WHAT IS NEEDED =
Please return every one of the items below word for word, with no changes.

Position annotation records =
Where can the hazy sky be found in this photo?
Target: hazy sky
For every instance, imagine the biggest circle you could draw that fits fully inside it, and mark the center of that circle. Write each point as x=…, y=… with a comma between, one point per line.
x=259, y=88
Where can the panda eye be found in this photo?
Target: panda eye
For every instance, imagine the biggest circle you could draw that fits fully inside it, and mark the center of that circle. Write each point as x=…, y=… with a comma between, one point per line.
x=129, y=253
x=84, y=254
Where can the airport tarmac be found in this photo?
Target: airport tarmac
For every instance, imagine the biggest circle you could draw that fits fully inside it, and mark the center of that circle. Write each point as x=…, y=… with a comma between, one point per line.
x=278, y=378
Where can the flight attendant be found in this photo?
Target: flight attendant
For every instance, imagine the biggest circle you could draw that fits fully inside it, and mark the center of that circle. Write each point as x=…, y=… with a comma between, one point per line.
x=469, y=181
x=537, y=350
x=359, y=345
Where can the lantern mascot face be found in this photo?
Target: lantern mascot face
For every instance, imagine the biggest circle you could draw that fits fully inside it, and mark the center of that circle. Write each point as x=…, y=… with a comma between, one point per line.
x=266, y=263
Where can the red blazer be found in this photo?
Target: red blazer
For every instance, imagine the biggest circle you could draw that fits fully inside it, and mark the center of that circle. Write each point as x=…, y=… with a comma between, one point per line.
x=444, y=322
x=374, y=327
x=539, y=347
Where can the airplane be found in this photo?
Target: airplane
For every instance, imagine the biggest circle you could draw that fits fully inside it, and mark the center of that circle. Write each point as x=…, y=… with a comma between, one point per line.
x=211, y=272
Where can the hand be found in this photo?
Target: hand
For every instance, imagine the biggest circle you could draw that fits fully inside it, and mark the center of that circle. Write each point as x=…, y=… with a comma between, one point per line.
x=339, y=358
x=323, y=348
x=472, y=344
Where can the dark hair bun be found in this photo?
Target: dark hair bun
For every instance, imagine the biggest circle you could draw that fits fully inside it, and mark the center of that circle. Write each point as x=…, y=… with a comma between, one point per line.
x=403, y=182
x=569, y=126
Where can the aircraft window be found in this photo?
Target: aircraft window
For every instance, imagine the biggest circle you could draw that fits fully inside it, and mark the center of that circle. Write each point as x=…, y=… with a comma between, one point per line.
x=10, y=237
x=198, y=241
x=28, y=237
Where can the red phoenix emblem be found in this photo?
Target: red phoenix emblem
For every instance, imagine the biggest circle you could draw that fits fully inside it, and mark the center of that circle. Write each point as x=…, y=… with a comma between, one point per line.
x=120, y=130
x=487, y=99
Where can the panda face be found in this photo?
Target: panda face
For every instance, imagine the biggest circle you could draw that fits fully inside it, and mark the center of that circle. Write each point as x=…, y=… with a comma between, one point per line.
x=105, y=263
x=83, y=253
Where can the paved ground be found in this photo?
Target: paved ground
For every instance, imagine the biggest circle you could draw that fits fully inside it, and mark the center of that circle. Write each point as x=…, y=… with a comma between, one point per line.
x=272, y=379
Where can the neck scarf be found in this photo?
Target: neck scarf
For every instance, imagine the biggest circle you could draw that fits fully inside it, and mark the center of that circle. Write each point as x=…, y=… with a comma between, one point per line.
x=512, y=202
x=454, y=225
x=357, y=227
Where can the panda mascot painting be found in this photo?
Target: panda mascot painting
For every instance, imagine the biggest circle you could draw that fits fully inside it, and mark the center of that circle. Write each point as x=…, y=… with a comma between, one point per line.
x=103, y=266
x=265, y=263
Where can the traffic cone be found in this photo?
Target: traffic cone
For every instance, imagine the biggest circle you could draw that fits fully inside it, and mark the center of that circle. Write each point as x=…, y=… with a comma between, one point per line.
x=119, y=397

WORKED SOLUTION =
Where can the hazy sky be found in this photo?
Target: hazy sky
For every instance, imagine the biggest circle you could draw that fits fully inside it, and mark the center of that circle. Write each point as x=…, y=… with a comma between, one point per line.
x=259, y=88
Where can the panda eye be found in this photo?
Target: panda eye
For every instance, imagine the biggest circle you could draw that fits fully inside it, and mark the center of that circle. Write each point as x=…, y=… with a comma between, one point per line.
x=129, y=253
x=84, y=254
Where can the airport tarmac be found in this photo?
Target: airport tarmac
For every instance, imagine the biggest circle you could draw that fits fully inside it, and mark the center of that circle. Write each point as x=…, y=… with a comma between, one point per line.
x=278, y=378
Where can the flight attendant be found in this photo?
Target: flight attendant
For every instance, imagine the biggest circle you could draw that fits fully inside it, and mark the center of that circle. Write each point as x=…, y=… with a comma between, one point per line.
x=469, y=181
x=537, y=350
x=359, y=345
Where can the lantern mascot face be found in this photo?
Target: lantern mascot face
For every instance, imagine the biggest circle you could draw that fits fully inside it, and mark the center of that circle. Write each point as x=…, y=… with a comma between, one point per line.
x=266, y=263
Where can the red blazer be found in this photo?
Target: red blazer
For every instance, imagine the biggest circle you could draw that fits fully inside it, and mark the center of that circle. Write each point as x=…, y=… with a comma between, one point per line.
x=444, y=322
x=374, y=327
x=539, y=347
Where can the airplane be found in this photo?
Target: airplane
For every instance, imagine the biggest circle you could draw that fits fully inside it, and mark the center of that circle. Write each point as x=…, y=… with a comma between, one point per line.
x=211, y=272
Where can the hand be found in this photo?
Target: hand
For every instance, imagine the biggest circle you could draw that fits fully inside it, and mark the center of that circle. Write each point as x=…, y=… with a comma between, one point per line.
x=339, y=358
x=323, y=348
x=472, y=344
Where can the dark hair bun be found in this photo?
Target: dark hair bun
For every instance, imagine the biggest circle you could draw that fits fully inside it, and mark the center of that circle. Write each point as x=…, y=… with a comma between, one point per line.
x=403, y=182
x=569, y=126
Where can the aircraft window be found in this photo?
Target: aircraft window
For every instance, imagine the biggest circle you could draw that fits fully inside it, and mark the center of that circle. Write each point as x=…, y=… with a comma between, one point per line.
x=10, y=237
x=198, y=241
x=28, y=237
Where can the red phoenix emblem be found in this photo?
Target: red phoenix emblem
For every instance, imagine the biggest circle you could draw that fits fully inside it, and mark the center of that circle. Write each point as x=…, y=… with a comma between, one point per line.
x=120, y=130
x=487, y=99
Where can the panda face be found in this photo?
Target: panda face
For every instance, imagine the biggest circle you could draw that fits fully inside it, and mark the center of that circle. Write each point as x=…, y=… with a comma between, one point per line.
x=105, y=263
x=83, y=253
Where can the paved ground be found in this photo?
Target: paved ground
For every instance, imagine the biggest circle you could draw that fits fully inside it, and mark the center of that circle. Write each point as x=…, y=… with a comma between, one point per line.
x=272, y=379
Where can the neck scarf be found in this photo?
Target: neck scarf
For every instance, imagine the biggest circle you could draw that fits fully inside it, and mark the center of that circle. Write each point as x=…, y=… with a comma between, one point per line.
x=512, y=202
x=454, y=225
x=357, y=227
Where can the panda mascot painting be found in this photo?
Target: panda mascot painting
For every instance, imagine the biggest circle you could draw that fits fully inside it, and mark the center of that circle. Write each point as x=…, y=… with a comma between, one point per line.
x=103, y=266
x=265, y=263
Where can the traffic cone be found in this photo?
Target: traffic cone
For every instance, imagine the biggest circle you could draw that fits fully inside it, and mark the center of that circle. Write each point as x=…, y=… with a comma between, one point per line.
x=119, y=397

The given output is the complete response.